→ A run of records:
━━━━━━━━━━━━━━━━━━━━

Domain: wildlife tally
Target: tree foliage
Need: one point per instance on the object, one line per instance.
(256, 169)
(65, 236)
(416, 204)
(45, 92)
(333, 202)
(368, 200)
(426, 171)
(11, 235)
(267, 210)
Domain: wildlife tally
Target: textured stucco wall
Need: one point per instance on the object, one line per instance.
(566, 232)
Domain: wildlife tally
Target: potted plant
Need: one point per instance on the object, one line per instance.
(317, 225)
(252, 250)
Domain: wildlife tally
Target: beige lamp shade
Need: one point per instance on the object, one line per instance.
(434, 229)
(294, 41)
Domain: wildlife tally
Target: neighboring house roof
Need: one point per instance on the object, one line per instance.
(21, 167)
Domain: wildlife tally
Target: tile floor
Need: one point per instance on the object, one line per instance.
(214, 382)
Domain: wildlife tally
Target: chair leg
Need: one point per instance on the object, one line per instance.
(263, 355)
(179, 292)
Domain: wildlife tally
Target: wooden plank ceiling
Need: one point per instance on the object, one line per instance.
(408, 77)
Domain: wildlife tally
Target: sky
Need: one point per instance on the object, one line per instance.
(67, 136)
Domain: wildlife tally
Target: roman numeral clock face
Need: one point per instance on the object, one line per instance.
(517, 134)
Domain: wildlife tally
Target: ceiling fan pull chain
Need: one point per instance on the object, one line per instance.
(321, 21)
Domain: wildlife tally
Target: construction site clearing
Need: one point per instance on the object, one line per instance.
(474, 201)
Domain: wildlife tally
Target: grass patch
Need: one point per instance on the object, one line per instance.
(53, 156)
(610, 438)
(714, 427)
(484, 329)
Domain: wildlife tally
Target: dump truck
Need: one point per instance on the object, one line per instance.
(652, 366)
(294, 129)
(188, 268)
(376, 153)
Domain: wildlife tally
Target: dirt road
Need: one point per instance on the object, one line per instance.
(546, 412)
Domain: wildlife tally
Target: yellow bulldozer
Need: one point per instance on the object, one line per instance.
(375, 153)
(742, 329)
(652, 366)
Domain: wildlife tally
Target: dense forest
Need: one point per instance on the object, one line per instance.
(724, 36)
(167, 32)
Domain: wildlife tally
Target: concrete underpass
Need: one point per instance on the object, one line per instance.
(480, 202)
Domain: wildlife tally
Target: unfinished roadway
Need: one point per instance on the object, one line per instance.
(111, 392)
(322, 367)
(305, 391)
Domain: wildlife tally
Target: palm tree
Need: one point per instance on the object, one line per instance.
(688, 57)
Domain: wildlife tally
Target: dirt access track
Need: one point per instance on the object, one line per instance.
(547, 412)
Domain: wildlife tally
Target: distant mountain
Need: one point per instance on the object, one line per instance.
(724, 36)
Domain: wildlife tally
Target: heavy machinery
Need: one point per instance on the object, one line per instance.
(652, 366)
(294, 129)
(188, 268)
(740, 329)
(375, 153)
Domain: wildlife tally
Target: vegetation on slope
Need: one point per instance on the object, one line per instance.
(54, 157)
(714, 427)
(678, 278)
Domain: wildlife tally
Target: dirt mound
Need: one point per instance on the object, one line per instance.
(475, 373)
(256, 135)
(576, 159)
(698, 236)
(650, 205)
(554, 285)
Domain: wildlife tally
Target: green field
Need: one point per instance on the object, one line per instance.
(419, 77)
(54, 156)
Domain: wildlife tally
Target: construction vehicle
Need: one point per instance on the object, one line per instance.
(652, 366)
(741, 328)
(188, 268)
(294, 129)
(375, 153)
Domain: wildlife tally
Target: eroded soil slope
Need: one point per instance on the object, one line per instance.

━━━━━━━━━━━━━━━━━━━━

→ EXERCISE: Each entry above is to be quoted exactly.

→ SOLUTION:
Domain: wildlife tally
Target: tree foliage
Need: one point per instance on the object, one line per instance.
(256, 169)
(65, 236)
(416, 204)
(45, 92)
(333, 202)
(368, 200)
(426, 171)
(11, 235)
(267, 210)
Domain: wildlife tally
Target: textured stucco wall
Need: one point per instance on the object, one line per instance.
(566, 232)
Domain: wildlife tally
Target: potted plant
Need: one point per instance on the object, one line per instance.
(317, 225)
(252, 250)
Domain: wildlife tally
Target: beige lamp shade
Need: one point per instance on the object, one line per instance.
(434, 229)
(294, 41)
Domain: wildlife tally
Target: neighboring house roof
Need: one point per instance on the object, one line per instance.
(21, 167)
Domain: wildlife tally
Target: tile floor
Need: one point per instance on the object, one line per instance.
(214, 382)
Domain: wildlife tally
Target: chair leg
Need: one point per instance on the object, one line per instance.
(263, 355)
(179, 292)
Domain: wildlife tally
Target: wooden plank ceiling
Need: one point per instance on the object, one line per instance.
(408, 77)
Domain: wildlife tally
Target: sky
Need: one point per instance on the object, one line per instance.
(67, 136)
Domain: wildlife tally
Target: roman numeral clock face
Need: one point per instance on the object, one line per instance.
(517, 134)
Domain: wildlife tally
Target: ceiling fan pull chain
Need: one point per instance on the object, one line per instance.
(321, 21)
Domain: wildlife tally
Target: construction site clearing
Need: one point per instance on the object, one line per instance.
(474, 201)
Domain: wildlife tally
Target: grass patch
Need: one point per instance on the object, one line per instance.
(53, 156)
(610, 438)
(714, 427)
(484, 329)
Domain: wildlife tally
Target: dump truck
Need: one point per instance on the object, one line per instance.
(652, 366)
(294, 129)
(188, 268)
(376, 153)
Domain: wildlife tally
Target: dirt road
Need: one point per instance on the object, one line per instance.
(546, 412)
Domain: wildlife tally
Target: yellow bulldozer
Need: one point per instance on the object, one line per instance.
(375, 153)
(742, 329)
(652, 366)
Domain: wildlife tally
Target: dense forest
Need: one point per instance on the object, one line per instance.
(724, 36)
(167, 32)
Domain: wildlife tally
Target: concrete underpass
Need: one point per instance on the object, one line per instance.
(480, 202)
Domain: wildlife tally
Target: unfinished roadway
Need: one point per instance on the object, one line per instance.
(111, 392)
(322, 367)
(305, 391)
Domain: wildlife tally
Target: palm tree
Need: one point per instance on the object, one line per instance.
(688, 57)
Domain: wildlife tally
Target: dirt access track
Need: one point per instance on the object, one line per instance.
(547, 412)
Domain: wildlife tally
Target: distant mountain
Need: one point per instance on the object, one line per instance.
(724, 36)
Domain: wildlife tally
Target: heavy machinery
Need: one point per instance on the object, one line per instance.
(652, 366)
(294, 129)
(188, 268)
(740, 329)
(375, 153)
Domain: wildlife tally
Target: vegetation on slope
Need: one point per instance on the object, one line per instance.
(54, 157)
(714, 427)
(678, 278)
Domain: wildlife tally
Target: dirt mound
Need: one point per instance on the object, one line per instance.
(475, 373)
(256, 135)
(576, 159)
(698, 236)
(650, 205)
(554, 285)
Domain: wildlife tally
Target: green field
Need: one point per instance on the object, one line per instance.
(419, 77)
(54, 156)
Domain: wildlife tally
Target: construction vehicle
Need: one point per instance on the object, one line per instance.
(652, 366)
(741, 328)
(188, 268)
(294, 129)
(375, 153)
Domain: wildlife tally
Target: eroded soil slope
Need: one point per instance on the object, one line per instance.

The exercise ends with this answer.